● Tasks to carry out
1 – Repeat, word for word, the stretch of the garden blog from "An ornamental arbor, with" through "started this week.".
2 – Carry on writing the garden blog from its last sentence.

● Page extract
_____
This photo is from November 8, 2017.  Sadly, the one on the right was the one that died.  The one on the left is still fine.

From the upstairs window
Sassafras was the inspiration for my Inktober, Day 28 drawing, too.


 

Friday, October 18, 2019

A bumblebee visiting an aster

An ordinary photo turned into this imaginative depiction in a drawing, for Inktober Day 18.

Bumblebee and aster

Here is the original image.  My sister used to say I was a good copyist of what I saw;  but I'm having a lot more fun trying to be imaginative now.



Thursday, October 17, 2019

Inktober, Day 17

The daily practice of doing some sort of drawing has me scrambling at times.  Here's a quick sketch of an apple from the bowl on our kitchen table.

An October apple

drawing and subject with pencils and pens

Wednesday, October 16, 2019

Beaver Lake, Inktober 16

I love walking around Beaver Lake in North Asheville.  The lake is lovely and the mountain landscapes that surround it are wonderful.

I've made many blog posts over the years about walks at Beaver Lake.  I'm realizing at the moment, I'm on Natural Gardening, not Places of the Spirit, but both are perfectly apt.

My inspiration for today's sketch

The sketch that I did

Tuesday, October 15, 2019

An Inktober drawing (number 15)

Interestingly, my updated OS on all of my Apple devices doesn't let me post directly on Facebook anymore, so why not post on my "legacy" blog site.

Here's a full moon-inspired drawing for Inktober, Day 15

Inspired by a full moon
Of course, the colors have totally shifted from the original sketch, but the vision is intact.

Wednesday, September 25, 2019

A garden walk

Getting ready to leave in the next week or so, it's hard to leave such a lovely garden.  My gardening companion has transformed our formerly ornamental garden into a much more naturalistic one, with a bit of chiming in from me, but it's largely his work.  More photos to come.

Here are some images from today's walkabout.

This is my bed, in front of the antique shed. I left the hydrangea.

A bed transformed from Bishop's Weed to ferns

An ornamental arbor, with burning bush (which gets a pass, as it's not currently invasive here, at least as far as i know.)

Diervilla with Sorboria beyond.

A yellow maple framed by a paper birch

A moss and lichen-coated bench, inherited from the previous owner

An bedraggled aster for Wildflower Wednesday

This aster will be my offering for Wildflower Wednesday.  It's been covered with flower visitors until the rains started this week.

It's still lovely.




Thursday, September 19, 2019

Transforming a garden

My gardening companion has transformed our garden here in Quebec from a largely ornamental one, to one that's harboring native plants of all kinds. 

We've snagged what we can find at local nurseries.  The Chelone, gentians, and Lobelia cardinalis are thriving.
_____
● Given information

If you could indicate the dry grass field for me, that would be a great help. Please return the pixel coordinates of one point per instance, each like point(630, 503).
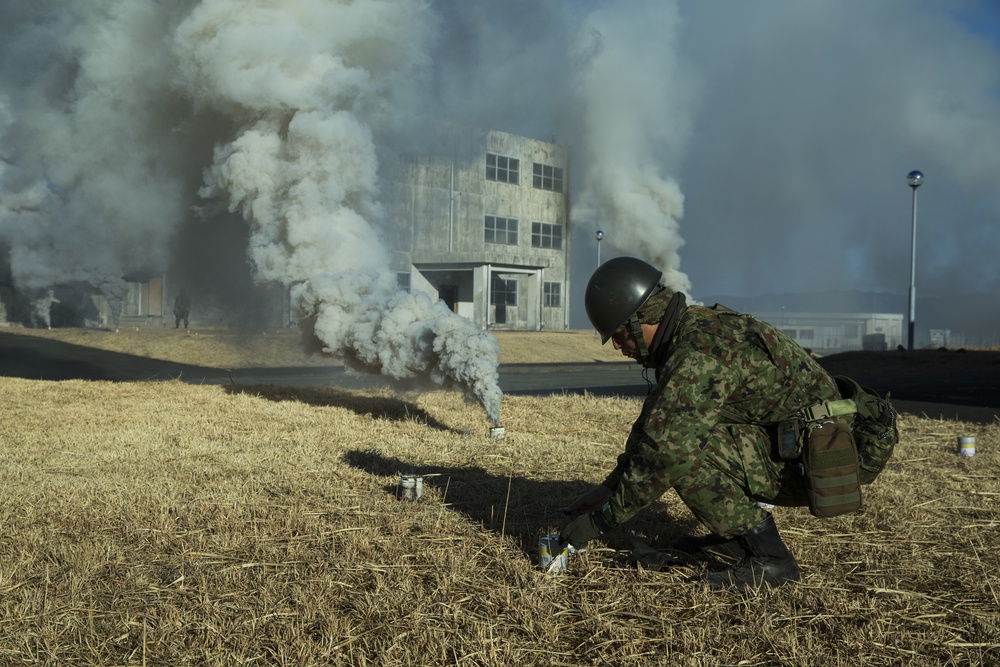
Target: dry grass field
point(172, 524)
_____
● Answers to each task
1 –
An ornamental arbor, with burning bush (which gets a pass, as it's not currently invasive here, at least as far as i know.)

Diervilla with Sorboria beyond.

A yellow maple framed by a paper birch

A moss and lichen-coated bench, inherited from the previous owner

An bedraggled aster for Wildflower Wednesday

This aster will be my offering for Wildflower Wednesday.  It's been covered with flower visitors until the rains started this week.

2 –
This gentian is amazing.

a native gentian, nursery-grown

chelone, gentian, and cardinal flower

Monday, September 9, 2019

A late summer harvest

An almost final harvest of beets in my small vegetable garden here in Quebec yielded some nice-looking beet greens, along with a few (very small) beets.  Clearly, more nutrients will be needed next year in this bed!

beet greens and stems
 The scarlet runner beans have been beautiful -- this was probably close to their last harvest, too.

scarlet runner beans with linen bread bag and beeswax wrap in background
Both beet greens and scarlet runner beans will be on the dinner menu tonight, but in cutting up a yellow zucchini and a small bit of cauliflower (both from Quebec), I was reminded of these peppers I bought a couple of days ago, also from Quebec.

peppers from Quebec
I had just picked them up (they were on sale), noticed they were from Quebec (a point of pride and attractive labeling here), and put them in the vegetable bin.  Taking them out this afternoon, I was struck by their lack of uniformity (I guess I thought they had been greenhouse grown, as these sorts of peppers usually are), but then noticed that they were field-grown. 

Yikes.

Where the heck do folks grow "field-grown" peppers in this climate?  Well, apparently, south of Montreal, these vegetable producers do so, and have been doing so for some time.

"a passion for 6 generations" the label says

Remarkable and fun to discover.  I guess the very long days compensate for the cooler temperatures (in terms of pepper production).  Broccoli and cauliflower, I get, but peppers seem a lot more challenging.





















































Thursday, September 5, 2019

Windfall apples

We have two old apple trees, now largely in shade.  They seem to be normally-grown Quebec apples -- largely "cooking" apples for pie and applesauce, Empire, Cortland, and the like.  They're similar to McIntosh back in the U.S.

They're ripening now and dropping in storms such as we had yesterday, so "windfalls" are abundant.

I've chopped up a few to put into muffins and will try to make some low-sugar apple crisps, but geez, making applesauce could get seriously tedious.  We'll see.


I'm mindful of the hand issues that resulted from peeling and chopping LOTS of apples several years back!  I certainly won't be peeling these...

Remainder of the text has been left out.